What is needed is an exact printout of all the data.

——————

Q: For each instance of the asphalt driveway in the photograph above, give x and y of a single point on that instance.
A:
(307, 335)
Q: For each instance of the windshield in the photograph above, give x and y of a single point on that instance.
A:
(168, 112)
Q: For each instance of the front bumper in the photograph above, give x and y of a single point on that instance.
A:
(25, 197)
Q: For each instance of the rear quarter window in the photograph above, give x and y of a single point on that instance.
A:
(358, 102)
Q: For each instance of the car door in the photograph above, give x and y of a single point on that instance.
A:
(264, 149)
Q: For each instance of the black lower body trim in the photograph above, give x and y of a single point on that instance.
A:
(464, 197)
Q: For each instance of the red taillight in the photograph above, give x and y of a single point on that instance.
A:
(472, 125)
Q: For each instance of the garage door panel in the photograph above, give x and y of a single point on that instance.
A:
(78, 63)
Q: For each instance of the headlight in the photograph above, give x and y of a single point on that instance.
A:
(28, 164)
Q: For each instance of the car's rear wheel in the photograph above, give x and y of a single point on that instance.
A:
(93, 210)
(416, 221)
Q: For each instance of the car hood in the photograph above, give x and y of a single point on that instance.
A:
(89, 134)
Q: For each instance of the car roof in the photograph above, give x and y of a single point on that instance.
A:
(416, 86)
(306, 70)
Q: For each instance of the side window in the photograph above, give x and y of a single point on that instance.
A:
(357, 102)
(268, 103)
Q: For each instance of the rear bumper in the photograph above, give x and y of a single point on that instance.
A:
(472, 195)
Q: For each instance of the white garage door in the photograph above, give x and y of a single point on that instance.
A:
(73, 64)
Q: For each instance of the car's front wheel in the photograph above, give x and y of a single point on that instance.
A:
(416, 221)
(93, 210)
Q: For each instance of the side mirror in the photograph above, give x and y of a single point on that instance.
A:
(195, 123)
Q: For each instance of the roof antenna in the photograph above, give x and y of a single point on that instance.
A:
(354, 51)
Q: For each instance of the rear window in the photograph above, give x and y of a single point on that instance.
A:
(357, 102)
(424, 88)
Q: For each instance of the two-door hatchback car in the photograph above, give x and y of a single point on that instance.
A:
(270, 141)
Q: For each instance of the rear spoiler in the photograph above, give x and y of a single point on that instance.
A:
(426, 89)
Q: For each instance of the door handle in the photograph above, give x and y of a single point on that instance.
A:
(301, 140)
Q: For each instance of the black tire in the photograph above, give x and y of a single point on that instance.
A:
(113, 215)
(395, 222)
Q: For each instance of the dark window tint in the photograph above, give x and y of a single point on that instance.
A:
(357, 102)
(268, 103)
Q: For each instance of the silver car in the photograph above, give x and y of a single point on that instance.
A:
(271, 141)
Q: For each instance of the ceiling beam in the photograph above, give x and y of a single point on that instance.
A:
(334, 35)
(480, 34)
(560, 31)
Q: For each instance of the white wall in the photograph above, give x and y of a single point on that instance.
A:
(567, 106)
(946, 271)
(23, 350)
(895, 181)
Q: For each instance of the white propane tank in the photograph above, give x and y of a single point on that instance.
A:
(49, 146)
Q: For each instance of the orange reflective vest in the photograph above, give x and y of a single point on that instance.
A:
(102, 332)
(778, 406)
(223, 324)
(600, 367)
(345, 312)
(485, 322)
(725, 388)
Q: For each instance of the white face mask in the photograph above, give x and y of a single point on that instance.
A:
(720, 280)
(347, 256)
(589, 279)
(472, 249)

——————

YOUR RESPONSE ::
Q: For each instance of the asphalt driveway in the photograph above, give x and y of a single point on that instance.
A:
(307, 335)
Q: For each instance of the windshield in the photograph above, give x and y of a single point on that instance.
A:
(168, 112)
Q: For each instance of the front bumper in the photograph above, give x and y of a single point on that instance.
A:
(25, 197)
Q: For each instance of the rear quarter window in the photograph above, give x and y of a single point on that instance.
A:
(358, 102)
Q: For each instance of the car door in the photograph above, give x and y of a single point on that instance.
A:
(264, 149)
Q: For each instance of the black lower body trim in the photograph above, give x and y of a single point on that instance.
A:
(464, 197)
Q: For each instance of the red taillight in the photograph above, give x and y of a single point on that instance.
A:
(472, 125)
Q: For each instance of the garage door panel in the photograph above, give x and y of a single point on that instance.
A:
(78, 63)
Q: For each instance of the headlight in the photograph above, give x and y of a single point on that instance.
A:
(28, 164)
Q: For each instance of the car's rear wheel in the photograph above, give x and y of a single point on that instance.
A:
(93, 210)
(416, 221)
Q: For each instance of the car hood in the photograph above, give x and y of a single point on that instance.
A:
(89, 134)
Q: For each instance of the car roof in the photograph above, give x and y of a single point on that instance.
A:
(416, 86)
(306, 70)
Q: For each instance of the side window in the photograph above, give x and y of a single point on that instance.
A:
(357, 102)
(268, 103)
Q: For each instance of the rear bumper in the photograph above, give x and y of a single point on that instance.
A:
(472, 195)
Q: For each instance of the white garage door in the photograph above, give x and y of a single point on that instance.
A:
(73, 64)
Q: For each instance of the car's front wheel in the photograph above, give x and y of a single point on that instance.
A:
(416, 221)
(93, 210)
Q: For each instance of the side mirror in the photograph above, give x and y of a single point on that instance.
A:
(195, 123)
Q: For each instance of the roof antenna in the photograph above, give x and y of a single point on that instance.
A:
(354, 51)
Q: For each instance of the rear window in the photograph above, give x and y of a single point on that instance.
A:
(357, 102)
(424, 88)
Q: For each instance of the two-door hatchback car in the photograph above, give x and y of a single point on that instance.
A:
(270, 141)
Q: For each instance of the rear spoiler in the photograph above, give x and y of a single point on that instance.
A:
(426, 89)
Q: For each instance of the door handle in the photograph above, give x and y of a single point on that instance.
A:
(301, 140)
Q: For each instance of the black tire in the photograph above, give x and y of a single point on that instance.
A:
(113, 215)
(395, 222)
Q: For each instance of the dark window tint in the photograph above, give x and y of a single point on that instance.
A:
(357, 102)
(268, 103)
Q: For each instance of the silver car in the photograph above, give x and y of a single point on that instance.
A:
(271, 141)
Q: For each instance of the ceiling beam in the photograph above, give x and y of a single point on that instance.
A:
(334, 35)
(480, 34)
(560, 31)
Q: For each instance of the white wall in the photograph above, give x and y of a single point on that instance.
A:
(567, 106)
(946, 271)
(23, 350)
(895, 181)
Q: For each instance of the white propane tank in the photograph above, give x and y of a single point on that instance.
A:
(49, 146)
Q: For each instance of the orange reflective vest in the photograph above, give x and y of a single point on that instance.
A:
(102, 332)
(778, 406)
(223, 324)
(600, 367)
(345, 312)
(485, 322)
(725, 388)
Q: For each instance of the white face mask in the photograph above, give x and y of a single point on that instance.
A:
(720, 280)
(347, 256)
(589, 279)
(472, 249)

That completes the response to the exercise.